Stored data entries:
* * * * * * *
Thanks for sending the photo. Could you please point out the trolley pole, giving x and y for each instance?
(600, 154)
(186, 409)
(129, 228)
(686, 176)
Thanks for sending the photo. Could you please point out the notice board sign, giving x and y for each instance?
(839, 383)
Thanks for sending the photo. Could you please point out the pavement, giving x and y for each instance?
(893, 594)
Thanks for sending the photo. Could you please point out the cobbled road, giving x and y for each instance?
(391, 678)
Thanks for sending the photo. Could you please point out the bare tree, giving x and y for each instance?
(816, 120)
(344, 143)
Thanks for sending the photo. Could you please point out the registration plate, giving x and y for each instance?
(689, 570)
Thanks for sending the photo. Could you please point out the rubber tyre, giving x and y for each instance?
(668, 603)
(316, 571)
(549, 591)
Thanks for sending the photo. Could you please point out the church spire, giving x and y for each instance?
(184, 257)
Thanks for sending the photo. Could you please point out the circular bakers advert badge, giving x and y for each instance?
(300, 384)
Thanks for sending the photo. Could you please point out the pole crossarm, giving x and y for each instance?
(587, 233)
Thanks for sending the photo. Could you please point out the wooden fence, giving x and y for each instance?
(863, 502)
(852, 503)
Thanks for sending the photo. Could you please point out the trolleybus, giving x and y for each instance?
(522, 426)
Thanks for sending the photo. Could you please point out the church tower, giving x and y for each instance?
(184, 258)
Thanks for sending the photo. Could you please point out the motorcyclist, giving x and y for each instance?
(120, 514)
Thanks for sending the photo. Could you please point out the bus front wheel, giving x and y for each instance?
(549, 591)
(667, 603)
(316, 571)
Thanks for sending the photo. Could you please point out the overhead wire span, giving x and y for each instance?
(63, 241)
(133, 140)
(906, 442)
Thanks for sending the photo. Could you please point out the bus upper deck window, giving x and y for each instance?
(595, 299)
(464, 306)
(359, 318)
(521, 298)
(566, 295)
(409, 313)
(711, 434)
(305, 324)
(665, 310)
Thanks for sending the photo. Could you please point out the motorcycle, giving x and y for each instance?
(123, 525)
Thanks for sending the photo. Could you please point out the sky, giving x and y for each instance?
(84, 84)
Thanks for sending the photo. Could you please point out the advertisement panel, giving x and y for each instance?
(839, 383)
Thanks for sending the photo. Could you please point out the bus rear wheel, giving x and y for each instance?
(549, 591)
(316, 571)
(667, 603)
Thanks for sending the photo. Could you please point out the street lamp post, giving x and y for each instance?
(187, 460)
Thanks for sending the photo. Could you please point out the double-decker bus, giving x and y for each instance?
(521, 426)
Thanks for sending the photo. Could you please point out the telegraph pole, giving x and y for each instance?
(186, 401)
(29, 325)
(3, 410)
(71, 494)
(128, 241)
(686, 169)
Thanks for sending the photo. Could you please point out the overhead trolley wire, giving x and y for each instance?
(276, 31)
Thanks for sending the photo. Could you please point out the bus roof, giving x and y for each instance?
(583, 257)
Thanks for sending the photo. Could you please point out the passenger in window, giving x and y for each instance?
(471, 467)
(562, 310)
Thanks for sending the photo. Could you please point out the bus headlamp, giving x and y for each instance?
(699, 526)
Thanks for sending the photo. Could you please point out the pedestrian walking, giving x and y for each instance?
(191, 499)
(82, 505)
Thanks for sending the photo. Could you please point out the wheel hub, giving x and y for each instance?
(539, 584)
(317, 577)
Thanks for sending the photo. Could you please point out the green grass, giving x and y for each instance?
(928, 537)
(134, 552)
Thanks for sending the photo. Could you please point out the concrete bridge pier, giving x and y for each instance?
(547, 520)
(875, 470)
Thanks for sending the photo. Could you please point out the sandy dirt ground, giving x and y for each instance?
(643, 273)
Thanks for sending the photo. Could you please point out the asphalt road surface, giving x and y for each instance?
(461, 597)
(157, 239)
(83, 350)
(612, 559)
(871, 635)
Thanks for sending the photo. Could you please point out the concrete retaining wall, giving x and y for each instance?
* * * * * * *
Work order:
Copy every line of the records above exactly.

Response area:
Thanks for sending the photo. Could you please point out the trolley pole, giving x and y for each instance?
(600, 154)
(186, 409)
(129, 228)
(686, 176)
Thanks for sending the photo. Could you please point out the notice board sign, giving x and y for each instance?
(839, 383)
Thanks for sending the photo. Could you please point out the pavement, giving x and y for each instance?
(893, 594)
Thanks for sending the photo. Could you please point out the cobbled road, giving x and y for each instance?
(391, 678)
Thanks for sending the photo. Could you please point out the bare tree, giving x and y for each instance?
(816, 120)
(344, 143)
Thanks for sending the photo. Could you please point out the registration plate, giving x and y for each instance?
(689, 570)
Thanks for sending the photo. Could you please point out the rubber tyre, giving x and y for each instance?
(668, 603)
(316, 571)
(549, 591)
Thanks for sending the photo. Could you please point out the church spire, giving x and y for each instance?
(184, 257)
Thanks for sending the photo. Could you please point out the circular bakers advert badge, giving x and y for each instance?
(300, 384)
Thanks for sending the photo. Could you please point out the pole crossarm, giving x and y for each instance?
(587, 233)
Thanks for sending the photo. Could you please point out the wooden fence, giving x and y for each instance?
(863, 502)
(852, 503)
Thanks for sending the photo. Could you please point out the trolleybus, giving x and y for each instance?
(522, 426)
Thanks for sending the photo. Could you please point out the church tower, giving x and y for each instance?
(184, 258)
Thanks for sending the photo. Could you please point out the motorcyclist, giving x and y for each instance?
(120, 514)
Thanks for sending the photo. Could you please point out the bus front wheel, giving x and y for each instance?
(549, 591)
(667, 603)
(316, 571)
Thanks for sending the photo. Could you please point out the overhead wire span, giving x and y for each instance?
(63, 241)
(133, 140)
(906, 442)
Thanks for sending the photo. Could you please point out the bus upper deck window, giving x and y for each instance?
(595, 299)
(464, 306)
(359, 318)
(521, 298)
(566, 295)
(409, 313)
(711, 434)
(305, 324)
(665, 310)
Thanks for sending the photo. Could you please point out the motorcycle, giving x and y for each instance?
(123, 525)
Thanks for sending the photo. Could you please point out the sky, giving x and y for each instance?
(84, 84)
Thanks for sending the photo. Could you please point out the advertisement panel, giving x and y for each instance?
(839, 383)
Thanks for sending the photo. Could you please point out the bus rear wheel, giving x and y for each instance?
(549, 591)
(316, 571)
(667, 603)
Thanks for sending the photo. Could you please point out the street lamp post, giving x and y for each instance?
(187, 460)
Thanks for sending the photo. Could you please point out the double-decker bus, giving x and y for each instance?
(521, 426)
Thanks for sending the photo. Could you please point out the telegraph pole, giving x and y for each instance?
(186, 401)
(29, 325)
(3, 410)
(71, 494)
(128, 241)
(686, 169)
Thanks for sending the photo. Could you please point out the overhead trolley wire, giving x and y for each instance?
(276, 31)
Thanks for sending the photo. Could you please point out the bus roof, giving x and y for each instance?
(583, 257)
Thanks for sending the photo. Could you please point out the passenger in window, giving x and y for each instance?
(471, 467)
(562, 310)
Thanks for sending the photo. Could you please point out the bus headlamp, giving x and y for each instance?
(699, 526)
Thanks for sending the photo. Could you please point out the pedestrian walking, giving x and y for each instance?
(191, 499)
(82, 505)
Thanks for sending the photo. Could you please point out the wheel hub, giving x and y for each instance?
(539, 584)
(317, 577)
Thanks for sending the photo. Could you please point out the green grass, giving x and y for each instance?
(928, 537)
(134, 552)
Thanks for sending the photo. Could you please point out the concrete bridge pier, giving x and y for each instance?
(547, 520)
(875, 470)
Thanks for sending the photo. Could you please point out the sandy dirt ground, giving x and y for each instance?
(643, 273)
Thanks for sending the photo. Could you please point out the asphalt road surface, giving x and y for each instance?
(461, 597)
(157, 239)
(83, 350)
(612, 559)
(871, 635)
Thanks for sending the photo. Could you please point out the concrete retaining wall, giving x and y for each instance?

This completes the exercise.